*** Block opens ***
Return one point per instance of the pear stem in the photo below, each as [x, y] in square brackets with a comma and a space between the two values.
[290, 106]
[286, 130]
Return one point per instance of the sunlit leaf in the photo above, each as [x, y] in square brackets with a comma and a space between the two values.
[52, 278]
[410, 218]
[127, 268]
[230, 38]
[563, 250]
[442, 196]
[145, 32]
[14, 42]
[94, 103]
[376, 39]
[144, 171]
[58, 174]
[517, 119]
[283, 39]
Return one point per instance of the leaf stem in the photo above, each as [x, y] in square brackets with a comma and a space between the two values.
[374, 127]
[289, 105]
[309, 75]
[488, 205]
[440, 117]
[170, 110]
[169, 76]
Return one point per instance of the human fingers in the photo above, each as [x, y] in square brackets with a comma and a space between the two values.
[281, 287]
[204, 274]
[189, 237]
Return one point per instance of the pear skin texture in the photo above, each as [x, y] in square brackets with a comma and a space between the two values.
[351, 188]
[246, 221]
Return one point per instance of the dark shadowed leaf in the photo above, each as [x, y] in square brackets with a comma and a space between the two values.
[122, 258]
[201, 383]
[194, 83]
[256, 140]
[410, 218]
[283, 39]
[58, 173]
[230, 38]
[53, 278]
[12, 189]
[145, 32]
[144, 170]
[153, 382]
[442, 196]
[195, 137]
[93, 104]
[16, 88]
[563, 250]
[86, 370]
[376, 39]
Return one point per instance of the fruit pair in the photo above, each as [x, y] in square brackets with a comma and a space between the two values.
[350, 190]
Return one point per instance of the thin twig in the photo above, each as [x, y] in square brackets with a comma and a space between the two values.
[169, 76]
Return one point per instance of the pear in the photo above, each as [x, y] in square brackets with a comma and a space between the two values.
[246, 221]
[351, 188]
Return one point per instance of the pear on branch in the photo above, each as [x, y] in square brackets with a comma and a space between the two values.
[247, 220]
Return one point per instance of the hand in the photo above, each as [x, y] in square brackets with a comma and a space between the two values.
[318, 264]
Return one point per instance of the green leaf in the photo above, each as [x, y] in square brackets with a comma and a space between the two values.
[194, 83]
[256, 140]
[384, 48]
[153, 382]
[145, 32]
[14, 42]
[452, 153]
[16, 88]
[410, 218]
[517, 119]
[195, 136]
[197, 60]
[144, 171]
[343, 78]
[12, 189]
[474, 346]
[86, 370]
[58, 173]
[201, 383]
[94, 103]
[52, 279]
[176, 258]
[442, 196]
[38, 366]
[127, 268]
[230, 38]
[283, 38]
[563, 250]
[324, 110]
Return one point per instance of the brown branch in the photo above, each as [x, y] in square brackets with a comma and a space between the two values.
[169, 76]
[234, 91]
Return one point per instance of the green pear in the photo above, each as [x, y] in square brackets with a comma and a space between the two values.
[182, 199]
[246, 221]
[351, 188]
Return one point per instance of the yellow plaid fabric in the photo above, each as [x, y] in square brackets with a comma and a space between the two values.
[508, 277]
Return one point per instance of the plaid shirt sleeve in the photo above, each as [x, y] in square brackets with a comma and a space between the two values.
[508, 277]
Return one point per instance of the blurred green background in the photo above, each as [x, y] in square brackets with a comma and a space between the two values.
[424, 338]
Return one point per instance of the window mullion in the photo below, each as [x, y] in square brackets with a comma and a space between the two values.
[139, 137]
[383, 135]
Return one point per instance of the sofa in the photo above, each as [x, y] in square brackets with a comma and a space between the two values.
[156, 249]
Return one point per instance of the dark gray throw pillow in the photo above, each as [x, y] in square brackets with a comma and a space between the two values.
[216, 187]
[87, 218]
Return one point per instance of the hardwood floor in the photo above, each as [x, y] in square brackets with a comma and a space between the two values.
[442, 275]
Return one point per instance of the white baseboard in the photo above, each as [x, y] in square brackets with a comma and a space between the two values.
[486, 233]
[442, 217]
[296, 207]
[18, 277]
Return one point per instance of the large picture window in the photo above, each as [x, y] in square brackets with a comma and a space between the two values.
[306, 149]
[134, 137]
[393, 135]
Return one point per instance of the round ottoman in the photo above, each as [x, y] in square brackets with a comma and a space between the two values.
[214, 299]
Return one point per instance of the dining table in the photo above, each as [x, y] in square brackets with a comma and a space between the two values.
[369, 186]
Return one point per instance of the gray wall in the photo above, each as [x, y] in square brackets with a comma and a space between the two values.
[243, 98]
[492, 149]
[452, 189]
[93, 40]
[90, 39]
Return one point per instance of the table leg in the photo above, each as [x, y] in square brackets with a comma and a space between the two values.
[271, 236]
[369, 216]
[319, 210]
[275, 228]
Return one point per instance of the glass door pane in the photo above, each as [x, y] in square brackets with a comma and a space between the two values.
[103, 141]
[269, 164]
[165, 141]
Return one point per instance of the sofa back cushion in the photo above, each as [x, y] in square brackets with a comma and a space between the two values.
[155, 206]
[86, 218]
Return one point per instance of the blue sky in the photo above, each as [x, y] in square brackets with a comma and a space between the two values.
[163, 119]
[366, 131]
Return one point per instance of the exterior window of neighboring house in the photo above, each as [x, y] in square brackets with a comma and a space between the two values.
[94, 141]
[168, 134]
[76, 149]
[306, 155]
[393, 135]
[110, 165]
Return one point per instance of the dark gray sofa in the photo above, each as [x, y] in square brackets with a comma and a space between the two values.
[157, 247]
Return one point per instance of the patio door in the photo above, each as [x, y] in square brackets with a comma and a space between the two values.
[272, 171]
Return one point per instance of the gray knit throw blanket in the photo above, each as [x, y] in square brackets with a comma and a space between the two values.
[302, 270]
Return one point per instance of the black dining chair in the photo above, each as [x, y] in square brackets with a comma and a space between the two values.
*** Block closes ***
EXERCISE DETAILS
Repeat the whole of the data above exactly as it appears.

EXERCISE RESPONSE
Return one point per instance of the pear stem in the photo below, each as [x, y] in square brackets with a comma and a space between the two values.
[290, 106]
[286, 130]
Return one point per instance of the sunlit leaf in the photo above, each as [x, y] in square brackets with a comma and a space between the two values.
[52, 278]
[410, 218]
[127, 268]
[230, 38]
[563, 250]
[442, 196]
[145, 32]
[14, 42]
[94, 103]
[376, 39]
[144, 171]
[58, 174]
[517, 119]
[283, 39]
Return one point per instance of the leaf stem in the photo above, each as [x, y] in square brackets with a comma and a space between the two values.
[374, 127]
[289, 105]
[309, 75]
[488, 205]
[440, 117]
[170, 110]
[169, 76]
Return one point per instance of the human fingers in the photo above, each as [x, y] in square brackets with a comma and a space between the two values.
[281, 287]
[204, 274]
[189, 237]
Return one point per instance of the pear skin texture in the photo above, each as [x, y] in square brackets with a comma and a space between the two values.
[351, 188]
[246, 221]
Return one point per instance of the dark shadowed leaf in the photo above, each as [x, y] in square brackets with a comma and a space between the two values.
[122, 258]
[201, 383]
[194, 83]
[256, 140]
[410, 218]
[283, 39]
[58, 173]
[230, 38]
[53, 278]
[12, 189]
[145, 32]
[144, 170]
[153, 382]
[442, 196]
[195, 137]
[93, 104]
[16, 88]
[563, 250]
[86, 370]
[376, 39]
Return one point per instance of the fruit pair in the photo above, each as [x, y] in square brackets with a comma and a space between the two values.
[350, 190]
Return one point per instance of the thin twig in the photo above, each as [x, y] in square brackets with a comma and a space between the two values.
[169, 76]
Return one point per instance of the pear in the photo above, each as [x, y] in square brackets with a comma and a space between the two values.
[246, 221]
[351, 188]
Return one point per instance of the pear on branch in the photo above, each as [x, y] in square brackets with a comma and a space between the two values.
[247, 220]
Return one point per instance of the hand in the photo above, each as [x, y] in square brackets with a comma and a space between the two values.
[318, 264]
Return one point per instance of the green leaf in the photo above, each as [x, y] in square brackets with a comma and a space between the two values.
[194, 83]
[256, 140]
[384, 48]
[153, 382]
[145, 32]
[14, 42]
[452, 153]
[16, 88]
[410, 218]
[517, 119]
[195, 136]
[197, 60]
[144, 171]
[343, 78]
[12, 189]
[474, 346]
[86, 370]
[58, 173]
[201, 383]
[94, 103]
[52, 279]
[176, 258]
[442, 196]
[38, 366]
[127, 268]
[230, 38]
[283, 38]
[563, 250]
[324, 110]
Return one point per instance of the brown branch in the photo above, each as [x, y] in square brackets with a comma and a space between the two values.
[169, 76]
[234, 91]
Return one point per instance of the green pear in the photo above, each as [x, y] in square brackets with a comma and a space between the two values.
[182, 199]
[246, 221]
[351, 188]
Return one point per instance of the yellow plaid fabric in the photo above, each as [x, y] in square brackets with a comma and a space between the two values.
[508, 277]
Return one point per instance of the plaid shirt sleeve in the photo above, each as [x, y] in square brackets with a comma and a space between the two values.
[508, 277]
Return one point per instance of the blurred green background in the photo above, each as [x, y] in square brackets with a comma and a space between the two values.
[424, 338]
Return one point per instance of the window mullion in the photo below, each as [x, y] in square brackets with a comma and a space between the two values.
[139, 137]
[383, 135]
Return one point per instance of the sofa in the photo above, each as [x, y] in square brackets with a comma and a space between the two values.
[156, 249]
Return one point per instance of the dark gray throw pillow in the photo above, each as [x, y] in square brackets with a comma and a space between the two values.
[216, 187]
[87, 218]
Return one point per instance of the hardwood floor in the photo above, each as [x, y] in square brackets with a comma and a space between the two values.
[442, 275]
Return one point per instance of the white baseboard in the photo above, each as [x, y] in square brackets with a comma and a space between the two values.
[486, 233]
[442, 217]
[296, 207]
[18, 277]
Return one point per instance of the large picture window in the photo above, each as [x, y] in square brackets with a comma and a space between the two values.
[306, 149]
[134, 137]
[393, 135]
Return one point per instance of the round ottoman in the photo above, each as [x, y] in square brackets with a comma and a space between the two values.
[214, 299]
Return one point per instance of the dining table in the photo above, each as [x, y] in square brackets with a comma and a space between the two values.
[369, 186]
Return one point per instance of the gray wall in the photo above, each as [x, y] in square brackets with a comma and a space between the two values.
[243, 98]
[492, 149]
[452, 189]
[93, 40]
[90, 39]
Return one point per instance of the table leg in the photo above, each as [x, y] in square brackets with a comma and a space between the two values.
[271, 236]
[369, 216]
[319, 210]
[275, 228]
Return one point per instance of the glass door pane in the photo above, each as [x, y] in square brackets with a comma and a space between the two values.
[103, 141]
[269, 164]
[165, 141]
Return one point per instance of the sofa back cushion in the photo above, each as [x, y] in square brackets with a comma and a space between the two values.
[155, 206]
[86, 218]
Return one point per instance of the blue sky in the photo above, each as [x, y] in square brackets with a comma and a space between the two values.
[163, 119]
[366, 131]
Return one point per instance of the exterior window of neighboring house in the photo above, each as [x, y] in square brackets with a comma and a space between the two values.
[94, 141]
[168, 134]
[76, 149]
[306, 155]
[393, 135]
[110, 165]
Return one point per instance of the dark gray sofa in the photo above, each as [x, y] in square brackets with a comma and a space between the two values.
[157, 247]
Return one point per instance of the patio door in the photo above, each as [x, y] in square brackets with a comma and a space between the two values.
[272, 171]
Return one point per instance of the gray knit throw blanket in the photo above, each as [x, y] in square brackets with a comma and a space between the two values.
[302, 270]
Return one point per instance of the black dining chair in the photo above, each as [x, y] in square brackets with a comma and a space between the two values.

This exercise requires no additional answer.